I think, just being realistic and forgiving of myself as well, of going, I'm not going to get all of these things done. These ideas that I'm writing on this vision board might take 10 or 15 years. You know, this wasn't all what I've got to do tomorrow, but I used to balance, because the creative brainstorming part of my work is really the fun part. That's the bit I enjoy. So I made sure I had some time for the parts that I really enjoyed, because that was the stuff that inspired me and motivated me to keep going.

Gill Howarth:

And then the other thing was making sure I was locking in some sort of real job time that I had to show up for, if that makes sense. Because you know, when you're a teacher in a classroom, you just know you're there at 8am in the morning till 3pm. You don't try and schedule something in in that time because that's. You just remember my husband's saying once oh, could you go do that on your lunch break? You know, go to a post office and say, no, we don't leave the school on our lunch break. You know, just anyway. That's what life looked like and I knew I didn't have 8 till 4pm windows anymore in that period.

══════════

◆ **Goal A**
In the interview excerpt about planning work time, how many years does the speaker say the ideas on the vision board might take?
◆ **Goal B**
Please carry on the interview excerpt about balancing creative work with set working hours from the point where it stops.

◆ **Given information**

══════════

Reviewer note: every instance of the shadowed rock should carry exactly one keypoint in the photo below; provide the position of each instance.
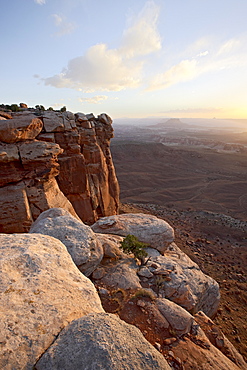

══════════

◆ **Answer A**
They might take 10 or 15 years.

◆ **Answer B**
Gill Howarth:

So I made you know when. Would that ever happen? To just be 8 till 4 without interruptions, but I would make had some sort of windows. So I knew, like, ok, from 9am to 9.30pm, and again this required help. It meant like tagging me out with my husband and asking my parents for help to know, ok, this is when I'm actually leaving the house to go and do this thing, this job that needs to be done, or pay attention to this, because I know I'm not. Sometimes, for me, being in a space that is my workspace makes all the difference.

Gill Howarth:

Like when I turn up to the workplace because I'm at home. I am very good at going out. I'll just do this, or just read this book, or I'll just fold this washing or I'll just do these things. So you know, I feel like it looked pretty messy and it looked pretty disorganized. You know, in those first few years, and that's enough. Yeah, it was enough and it worked still, you know it still worked.

Gill Howarth:

It maybe looked sometimes to someone who goes to a more, you know, traditional sense of business, where they're showing up to an office and there's their phone and there's their. I mean, I've never worked in an office, I don't know if this is what it looked like, but do you know, like the stereotypical turn up to the office thing. Yeah.

Gill Howarth:

It was pretty messy and chaotic, you know, but it's. My yoga teacher actually helped me at the time because I remember saying to her and although this is not about what it's about, a yoga practice I'm everything. I can't have a yoga practice when I've got three young children at home and I'm trying to run my business, and how can I do yoga or yoga practice? And she said you just got to shift your ideas around what that looks like. Yes, and she actually got me time lapse video. She said put your yoga mat in the middle of the lounge room at a really inconvenient time like one PM in the afternoon, you know, not a time that you've got to get up at four, but you're too tired to do that, you know, let's face it.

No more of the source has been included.